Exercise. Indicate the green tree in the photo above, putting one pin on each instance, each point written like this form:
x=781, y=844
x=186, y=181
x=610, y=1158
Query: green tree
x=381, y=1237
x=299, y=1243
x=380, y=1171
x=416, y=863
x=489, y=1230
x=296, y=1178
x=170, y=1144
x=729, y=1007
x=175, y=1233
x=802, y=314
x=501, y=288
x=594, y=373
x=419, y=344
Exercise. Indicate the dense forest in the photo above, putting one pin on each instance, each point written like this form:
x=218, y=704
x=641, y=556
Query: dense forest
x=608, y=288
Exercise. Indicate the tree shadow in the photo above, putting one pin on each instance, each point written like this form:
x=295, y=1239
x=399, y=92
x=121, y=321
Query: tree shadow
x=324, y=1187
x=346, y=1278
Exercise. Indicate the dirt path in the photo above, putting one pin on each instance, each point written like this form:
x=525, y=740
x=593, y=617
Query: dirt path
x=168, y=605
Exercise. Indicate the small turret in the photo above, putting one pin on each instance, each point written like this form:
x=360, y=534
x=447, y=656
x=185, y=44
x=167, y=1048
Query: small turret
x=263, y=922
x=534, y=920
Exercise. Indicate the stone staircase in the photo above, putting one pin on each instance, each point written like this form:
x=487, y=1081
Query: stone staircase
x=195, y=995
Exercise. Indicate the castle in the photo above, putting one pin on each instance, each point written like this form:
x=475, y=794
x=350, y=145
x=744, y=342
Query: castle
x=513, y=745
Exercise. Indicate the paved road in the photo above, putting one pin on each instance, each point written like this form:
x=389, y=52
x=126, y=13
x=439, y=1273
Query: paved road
________________________
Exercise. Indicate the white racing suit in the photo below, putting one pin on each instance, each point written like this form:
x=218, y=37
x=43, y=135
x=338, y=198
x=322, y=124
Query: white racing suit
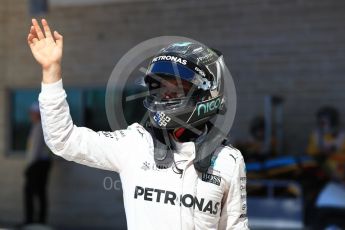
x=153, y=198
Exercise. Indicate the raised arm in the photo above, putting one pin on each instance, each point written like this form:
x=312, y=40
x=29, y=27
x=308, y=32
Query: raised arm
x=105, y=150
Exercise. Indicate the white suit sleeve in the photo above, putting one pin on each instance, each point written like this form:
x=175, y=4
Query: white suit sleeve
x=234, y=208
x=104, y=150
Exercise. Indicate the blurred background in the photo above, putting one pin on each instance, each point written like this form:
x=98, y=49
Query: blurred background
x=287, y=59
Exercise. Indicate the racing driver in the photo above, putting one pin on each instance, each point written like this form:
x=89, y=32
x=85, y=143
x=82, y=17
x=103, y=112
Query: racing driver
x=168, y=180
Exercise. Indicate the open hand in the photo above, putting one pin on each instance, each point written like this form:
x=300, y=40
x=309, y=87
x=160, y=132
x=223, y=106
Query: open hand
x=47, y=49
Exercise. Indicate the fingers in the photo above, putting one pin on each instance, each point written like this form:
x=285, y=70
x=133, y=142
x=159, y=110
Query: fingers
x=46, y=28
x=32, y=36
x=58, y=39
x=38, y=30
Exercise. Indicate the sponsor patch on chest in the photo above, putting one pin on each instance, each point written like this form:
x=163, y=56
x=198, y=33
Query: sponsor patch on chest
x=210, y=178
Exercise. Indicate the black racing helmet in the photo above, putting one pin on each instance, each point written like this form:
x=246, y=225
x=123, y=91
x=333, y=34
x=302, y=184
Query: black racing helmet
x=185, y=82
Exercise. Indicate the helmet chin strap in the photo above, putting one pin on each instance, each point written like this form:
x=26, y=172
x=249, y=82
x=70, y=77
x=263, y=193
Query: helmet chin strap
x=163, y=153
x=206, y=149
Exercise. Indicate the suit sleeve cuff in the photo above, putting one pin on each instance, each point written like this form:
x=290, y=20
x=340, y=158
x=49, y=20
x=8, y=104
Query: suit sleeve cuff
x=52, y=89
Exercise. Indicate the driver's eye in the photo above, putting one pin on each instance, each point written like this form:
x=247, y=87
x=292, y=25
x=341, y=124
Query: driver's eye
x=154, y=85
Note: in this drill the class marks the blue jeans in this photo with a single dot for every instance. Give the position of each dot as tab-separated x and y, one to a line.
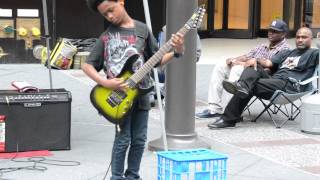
________________________
Only one stretch of the records above is wanted: the lines between the one holding "Exercise. Indicate the suit" and the one holding "Note: in this", inclusive, reproduced exactly.

Exercise. Indicate the suit sleeve cuff in the photo above, putting one pin on each instance, each point written like this form:
x=290, y=20
x=340, y=158
x=49, y=20
x=8, y=104
Query: suit sleeve cuff
x=52, y=89
Exercise. Indicate the driver's eye in the photo above, putting one pin on each instance, each point written like this form:
x=247, y=87
x=292, y=25
x=341, y=124
Query: driver's eye
x=154, y=85
Note: in this drill the class marks the blue jeans in this photo with a single dot for every instance. Give the position of each dot as tab-separated x and y, one to a line.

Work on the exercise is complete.